*** Entries supplied ***

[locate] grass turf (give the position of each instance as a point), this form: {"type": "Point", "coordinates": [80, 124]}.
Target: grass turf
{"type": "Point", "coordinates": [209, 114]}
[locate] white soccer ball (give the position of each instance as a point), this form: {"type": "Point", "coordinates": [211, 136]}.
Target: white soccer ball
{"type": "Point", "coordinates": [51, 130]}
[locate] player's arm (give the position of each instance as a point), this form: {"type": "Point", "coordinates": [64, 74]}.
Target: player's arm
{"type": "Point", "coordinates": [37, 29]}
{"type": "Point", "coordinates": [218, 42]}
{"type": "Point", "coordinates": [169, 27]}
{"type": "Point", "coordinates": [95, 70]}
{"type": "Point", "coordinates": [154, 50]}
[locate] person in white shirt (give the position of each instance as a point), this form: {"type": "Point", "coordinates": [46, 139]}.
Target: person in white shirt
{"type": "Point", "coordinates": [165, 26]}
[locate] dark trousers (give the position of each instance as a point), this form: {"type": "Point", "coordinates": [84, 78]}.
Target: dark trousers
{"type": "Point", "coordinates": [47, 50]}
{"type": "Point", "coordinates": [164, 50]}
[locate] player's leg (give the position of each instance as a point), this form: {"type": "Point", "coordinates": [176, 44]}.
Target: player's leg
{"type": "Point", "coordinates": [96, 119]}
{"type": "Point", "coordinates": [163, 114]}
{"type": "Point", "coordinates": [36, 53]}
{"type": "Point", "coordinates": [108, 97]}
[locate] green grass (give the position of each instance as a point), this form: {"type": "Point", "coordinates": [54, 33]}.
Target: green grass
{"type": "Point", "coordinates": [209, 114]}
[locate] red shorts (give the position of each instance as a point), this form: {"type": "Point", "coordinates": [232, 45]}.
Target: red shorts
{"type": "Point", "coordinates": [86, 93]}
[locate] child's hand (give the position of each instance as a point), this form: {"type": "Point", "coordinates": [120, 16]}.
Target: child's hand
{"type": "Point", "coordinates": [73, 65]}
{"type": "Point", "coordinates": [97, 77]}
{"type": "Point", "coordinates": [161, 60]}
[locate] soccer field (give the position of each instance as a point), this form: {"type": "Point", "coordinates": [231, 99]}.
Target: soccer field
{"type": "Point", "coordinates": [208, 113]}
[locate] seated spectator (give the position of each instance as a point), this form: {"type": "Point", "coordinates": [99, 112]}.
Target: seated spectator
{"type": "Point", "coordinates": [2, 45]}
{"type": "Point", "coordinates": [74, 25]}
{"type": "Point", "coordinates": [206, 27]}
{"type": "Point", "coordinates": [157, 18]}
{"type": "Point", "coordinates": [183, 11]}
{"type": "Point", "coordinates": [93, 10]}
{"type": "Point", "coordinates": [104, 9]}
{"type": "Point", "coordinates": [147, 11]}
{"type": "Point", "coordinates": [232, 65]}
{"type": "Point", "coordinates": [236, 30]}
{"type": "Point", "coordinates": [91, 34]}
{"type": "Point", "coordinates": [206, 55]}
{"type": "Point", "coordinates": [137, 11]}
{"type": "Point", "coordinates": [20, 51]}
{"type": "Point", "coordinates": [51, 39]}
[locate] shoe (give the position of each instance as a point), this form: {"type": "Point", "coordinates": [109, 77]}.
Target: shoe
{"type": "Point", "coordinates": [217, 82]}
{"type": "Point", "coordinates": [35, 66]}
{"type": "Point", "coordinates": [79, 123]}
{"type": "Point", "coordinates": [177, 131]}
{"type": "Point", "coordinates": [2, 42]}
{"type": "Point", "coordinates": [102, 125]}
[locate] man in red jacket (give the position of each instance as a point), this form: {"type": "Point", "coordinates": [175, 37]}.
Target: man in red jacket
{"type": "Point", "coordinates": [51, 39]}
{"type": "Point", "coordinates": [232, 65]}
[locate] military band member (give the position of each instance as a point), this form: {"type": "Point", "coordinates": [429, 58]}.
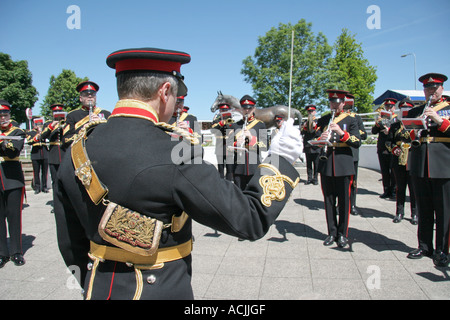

*** End of Entries supplied ***

Task directions:
Could you retype exactly the lines above, starting at the line that contains "[locate] soccer field" and ending at the line that contains "[locate] seated spectator", and nothing more?

The completed task:
[locate] soccer field (give the position of each instance as a point), this form: {"type": "Point", "coordinates": [231, 99]}.
Target: soccer field
{"type": "Point", "coordinates": [208, 113]}
[locate] seated spectator (give the position of each instance as a point), this form: {"type": "Point", "coordinates": [99, 112]}.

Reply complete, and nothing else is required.